Short exercise
Convert every line of the material below into a JSON list of strings, one string per line, and omit any blank lines.

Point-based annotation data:
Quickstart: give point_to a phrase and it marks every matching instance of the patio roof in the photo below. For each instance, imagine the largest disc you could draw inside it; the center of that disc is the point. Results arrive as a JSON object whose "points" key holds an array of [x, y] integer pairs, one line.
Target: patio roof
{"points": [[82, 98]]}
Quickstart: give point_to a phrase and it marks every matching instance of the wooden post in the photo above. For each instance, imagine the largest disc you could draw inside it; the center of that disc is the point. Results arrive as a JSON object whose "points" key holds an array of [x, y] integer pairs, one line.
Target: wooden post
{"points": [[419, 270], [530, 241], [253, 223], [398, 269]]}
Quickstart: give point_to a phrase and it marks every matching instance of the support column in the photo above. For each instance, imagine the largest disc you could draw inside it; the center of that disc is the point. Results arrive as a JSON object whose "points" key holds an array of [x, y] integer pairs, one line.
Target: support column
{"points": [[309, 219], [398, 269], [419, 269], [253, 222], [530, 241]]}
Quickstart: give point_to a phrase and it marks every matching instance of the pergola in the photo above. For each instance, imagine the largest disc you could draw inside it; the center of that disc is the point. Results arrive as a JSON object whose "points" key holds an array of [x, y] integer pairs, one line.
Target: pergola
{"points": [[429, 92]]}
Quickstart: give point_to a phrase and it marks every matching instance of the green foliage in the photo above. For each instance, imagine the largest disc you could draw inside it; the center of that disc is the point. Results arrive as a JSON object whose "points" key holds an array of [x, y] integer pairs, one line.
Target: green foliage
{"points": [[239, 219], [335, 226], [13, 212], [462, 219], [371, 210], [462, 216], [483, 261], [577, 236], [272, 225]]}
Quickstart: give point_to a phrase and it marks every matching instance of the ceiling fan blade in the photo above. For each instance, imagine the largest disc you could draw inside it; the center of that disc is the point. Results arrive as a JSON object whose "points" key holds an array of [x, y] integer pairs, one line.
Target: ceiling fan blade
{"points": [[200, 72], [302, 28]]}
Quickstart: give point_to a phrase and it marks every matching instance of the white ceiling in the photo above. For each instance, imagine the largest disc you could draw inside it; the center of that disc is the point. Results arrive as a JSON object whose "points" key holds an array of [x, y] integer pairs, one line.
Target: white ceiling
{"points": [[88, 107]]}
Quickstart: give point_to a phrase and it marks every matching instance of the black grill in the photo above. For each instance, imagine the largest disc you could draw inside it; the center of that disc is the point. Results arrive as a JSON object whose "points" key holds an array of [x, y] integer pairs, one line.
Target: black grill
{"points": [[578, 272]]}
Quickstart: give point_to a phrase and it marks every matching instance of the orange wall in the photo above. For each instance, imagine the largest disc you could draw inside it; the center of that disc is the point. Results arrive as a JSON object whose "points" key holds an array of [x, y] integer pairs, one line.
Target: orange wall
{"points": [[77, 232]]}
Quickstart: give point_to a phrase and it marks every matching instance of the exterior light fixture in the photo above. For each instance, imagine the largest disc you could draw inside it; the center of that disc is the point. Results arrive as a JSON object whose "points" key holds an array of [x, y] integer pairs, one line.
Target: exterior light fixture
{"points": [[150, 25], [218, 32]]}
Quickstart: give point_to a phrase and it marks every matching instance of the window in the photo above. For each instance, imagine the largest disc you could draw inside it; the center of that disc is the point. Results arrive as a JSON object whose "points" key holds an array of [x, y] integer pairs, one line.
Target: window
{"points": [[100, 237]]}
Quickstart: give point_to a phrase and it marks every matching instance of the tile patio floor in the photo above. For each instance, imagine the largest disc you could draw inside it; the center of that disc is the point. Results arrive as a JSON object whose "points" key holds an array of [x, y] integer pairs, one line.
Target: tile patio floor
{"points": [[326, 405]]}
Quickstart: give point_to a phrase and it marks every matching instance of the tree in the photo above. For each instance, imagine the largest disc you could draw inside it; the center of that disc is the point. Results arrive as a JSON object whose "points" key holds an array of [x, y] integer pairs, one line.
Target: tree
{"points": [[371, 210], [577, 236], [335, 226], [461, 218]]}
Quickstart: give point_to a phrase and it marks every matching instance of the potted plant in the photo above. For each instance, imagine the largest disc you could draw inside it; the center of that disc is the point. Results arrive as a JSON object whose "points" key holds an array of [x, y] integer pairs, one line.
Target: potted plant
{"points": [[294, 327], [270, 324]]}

Finished answer
[
  "Quickstart: give point_to a phrase and it marks every matching instance of the patio roof in the photo below. For each instance, imagine the largest disc you could draw inside it; the center of that disc is the point. Results arrive as a JSON object whose \"points\" key holds an array of [x, y] integer pairs, one line.",
  "Target: patio roof",
  "{\"points\": [[82, 98]]}",
  "Quickstart: give point_to a phrase and it marks every matching instance of the wooden post in the photo above. For each instance, imagine the largest disc you could draw inside it; the center of that disc is the point. Results arrive as a JSON object whose \"points\" key holds an array of [x, y] integer pairs, one line.",
  "Target: wooden post",
  "{\"points\": [[419, 270], [530, 241], [253, 223], [398, 269]]}",
  "Quickstart: give point_to a phrase and it marks every matching instance of the support column in the photo above. For each instance, imagine the largest disc you could draw inside it; the center of that disc is the point. Results arrive as a JSON object whose \"points\" key holds an array of [x, y] integer pairs, one line.",
  "Target: support column",
  "{\"points\": [[309, 219], [398, 269], [419, 269], [253, 222], [530, 241]]}",
  "Quickstart: give point_to a phrase and it marks every matching instance of the pergola in the photo above. For each instance, imagine the largest disc you could draw inside it; the center of that disc is the point. Results arrive as a JSON object whose \"points\" key holds an array of [x, y] integer pairs, one line.",
  "Target: pergola",
  "{\"points\": [[429, 92]]}",
  "Quickstart: give point_to a phrase and it marks every matching instance of the green foliage in the photo above. For each instance, imagine the largest disc you could draw inside it; the center of that disc is the point. Results arrive as a JSON object whose \"points\" key holds an array of [x, y] integer pairs, one line.",
  "Target: green foliage",
  "{\"points\": [[239, 219], [335, 226], [13, 212], [462, 219], [371, 210], [462, 216], [483, 261], [577, 236], [272, 225]]}",
  "Quickstart: give point_to a phrase and it marks every matching instance of the ceiling fan blade in the photo above. For each instance, imagine the largest disc you could draw inside it; the center of that disc is the point. Results arrive as a JSON object whose \"points\" key holds an array of [x, y] integer pairs, one line.",
  "Target: ceiling fan blade",
  "{\"points\": [[200, 72], [302, 28]]}",
  "Quickstart: give point_to a phrase and it marks every matching instance of the white ceiling in the photo above. For each instance, imagine the largest disc you could draw inside it; the center of that disc is the point. Results arrive as a JSON object whose \"points\" key holds an array of [x, y] integer pairs, one line.",
  "Target: white ceiling",
  "{\"points\": [[88, 107]]}",
  "Quickstart: give point_to a phrase and it marks every matching instance of the black grill in the photo above. For each instance, imagine the largest disc you could draw inside it; the center of that disc is the point. Results arrive as a JSON object whose \"points\" key holds an array of [x, y] integer pairs, one line.",
  "Target: black grill",
  "{\"points\": [[578, 272]]}",
  "Quickstart: give point_to a phrase and it marks every matching instance of the orange wall in the photo above. For each instance, imagine the largest disc you could draw inside it; the center of that disc is the point. Results arrive as a JSON object whose \"points\" key holds an array of [x, y] integer pairs, one line.",
  "Target: orange wall",
  "{\"points\": [[77, 232]]}",
  "Quickstart: give point_to a phrase and it marks every matching instance of the exterior light fixture in the photo above. For each instance, imagine the largest disc you could draw inside it; the center of that disc is the point. Results arrive as a JSON object whose \"points\" key holds an array of [x, y] integer pairs, one line.",
  "Target: exterior light fixture",
  "{\"points\": [[150, 25], [218, 32]]}",
  "Quickstart: give point_to a phrase and it marks every matching instance of the window in the photo above. For each instance, imagine the largest disc you could draw inside it; the center of that disc is the point. Results arrive as a JSON object whose \"points\" key holds an array of [x, y] integer pairs, one line.",
  "Target: window",
  "{\"points\": [[100, 237]]}",
  "Quickstart: give point_to a phrase and it marks every matching instance of the tile patio floor in the photo above. For each instance, imagine the largest disc you could draw inside it; the center of that disc is the point. Results arrive as a JSON object whose \"points\" key holds an array of [x, y] integer pairs, one line.",
  "Target: tile patio floor",
  "{\"points\": [[326, 405]]}",
  "Quickstart: give point_to a phrase and it marks every matching instance of the tree in the photo above. For each instance, imagine the largest disc you could draw inside it; the center of that disc is the point. Results arrive as a JSON object whose \"points\" key holds an array of [x, y] integer pairs, one line.",
  "Target: tree",
  "{\"points\": [[371, 210], [577, 236], [335, 226], [461, 218]]}",
  "Quickstart: give point_to a phrase and it marks every matching instance of the potted plant in the photo above. For each instance, imagine the largest disc you could draw inside it; the center of that disc is the point. Results arrive as a JSON object whose \"points\" key holds an array of [x, y] integer pairs, one line.",
  "Target: potted plant",
  "{\"points\": [[294, 327], [270, 324]]}"
]